Data listing
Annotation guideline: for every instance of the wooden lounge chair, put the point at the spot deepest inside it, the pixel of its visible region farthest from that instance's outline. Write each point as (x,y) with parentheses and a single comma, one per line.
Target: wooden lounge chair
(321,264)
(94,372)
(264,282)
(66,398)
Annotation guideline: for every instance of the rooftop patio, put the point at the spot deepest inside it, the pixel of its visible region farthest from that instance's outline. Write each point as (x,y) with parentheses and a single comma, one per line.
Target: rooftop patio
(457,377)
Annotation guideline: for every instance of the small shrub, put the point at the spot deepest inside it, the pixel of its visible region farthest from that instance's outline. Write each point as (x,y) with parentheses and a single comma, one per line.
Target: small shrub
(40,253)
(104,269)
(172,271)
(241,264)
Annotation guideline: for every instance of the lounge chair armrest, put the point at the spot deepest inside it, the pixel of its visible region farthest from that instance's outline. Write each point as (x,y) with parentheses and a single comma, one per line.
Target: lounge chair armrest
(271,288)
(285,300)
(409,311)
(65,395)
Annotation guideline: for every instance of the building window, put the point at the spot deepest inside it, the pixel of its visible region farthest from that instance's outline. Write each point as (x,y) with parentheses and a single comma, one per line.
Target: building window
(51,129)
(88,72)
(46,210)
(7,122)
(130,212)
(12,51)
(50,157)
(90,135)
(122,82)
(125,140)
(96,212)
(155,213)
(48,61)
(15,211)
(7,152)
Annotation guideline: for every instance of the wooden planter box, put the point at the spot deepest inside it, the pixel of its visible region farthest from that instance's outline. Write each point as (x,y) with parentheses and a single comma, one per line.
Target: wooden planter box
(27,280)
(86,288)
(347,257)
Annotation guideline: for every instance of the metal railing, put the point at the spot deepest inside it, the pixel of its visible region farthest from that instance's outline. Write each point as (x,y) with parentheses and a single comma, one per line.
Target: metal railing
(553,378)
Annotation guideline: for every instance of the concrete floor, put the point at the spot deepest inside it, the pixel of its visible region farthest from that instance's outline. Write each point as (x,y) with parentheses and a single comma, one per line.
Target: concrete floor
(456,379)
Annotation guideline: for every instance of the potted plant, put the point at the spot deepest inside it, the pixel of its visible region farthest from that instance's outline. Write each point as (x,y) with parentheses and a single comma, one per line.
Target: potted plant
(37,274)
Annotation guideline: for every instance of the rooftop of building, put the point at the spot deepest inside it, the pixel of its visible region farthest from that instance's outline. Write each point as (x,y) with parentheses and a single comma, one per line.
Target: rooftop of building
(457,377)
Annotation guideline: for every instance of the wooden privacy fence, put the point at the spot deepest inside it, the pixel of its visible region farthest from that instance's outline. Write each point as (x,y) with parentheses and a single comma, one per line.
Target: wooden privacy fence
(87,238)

Directive
Beginning at the line where "Annotation guideline: for every instance of the potted" appears, extract each line through the end of the data above; keep them exact and include nothing else.

Solution for this task
Annotation guideline: for every instance of the potted plant, put the point at the spot deepest inside it, the pixel of its visible region farthest from that instance's outline. Write each point as (x,y) with parentheses and a single comma, one per line.
Target: potted plant
(37,274)
Annotation guideline: for every instance of the rooftop of building, put the point at the spot deepest inside it, the pixel of its visible region farthest from that instance's outline. Write each point as (x,y) with parentheses and a single comma, one per line.
Target: rooftop of building
(457,377)
Annotation guideline: for every instance of the wooden privacy fence, put the point at the spot deepest inside it, the pixel of its visible region farthest from that instance's outline. Write each point as (x,y) with parentheses and a single comma, one per line.
Target: wooden privacy fence
(87,238)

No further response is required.